"""

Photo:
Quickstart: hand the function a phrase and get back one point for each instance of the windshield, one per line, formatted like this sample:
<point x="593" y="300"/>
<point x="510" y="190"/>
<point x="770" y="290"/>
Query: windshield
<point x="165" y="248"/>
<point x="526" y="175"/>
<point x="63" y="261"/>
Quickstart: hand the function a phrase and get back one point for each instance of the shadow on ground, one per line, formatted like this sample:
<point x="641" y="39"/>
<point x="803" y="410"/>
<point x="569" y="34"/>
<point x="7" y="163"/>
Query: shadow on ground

"""
"""

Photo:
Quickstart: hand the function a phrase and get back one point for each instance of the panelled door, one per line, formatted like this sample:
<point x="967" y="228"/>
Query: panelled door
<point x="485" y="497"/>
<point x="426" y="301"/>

"""

> _Aim of the exercise_: Copy the lines verbatim, beginning at the line that contains "of the shadow" and stopping after the line that contains "Query: shadow on ground".

> _Result of the exercise_:
Quickstart: hand the function a phrase and get back one point for each instance of the shadow on ground, one per line, formatted like this sample:
<point x="641" y="39"/>
<point x="803" y="410"/>
<point x="569" y="34"/>
<point x="7" y="163"/>
Query: shadow on ground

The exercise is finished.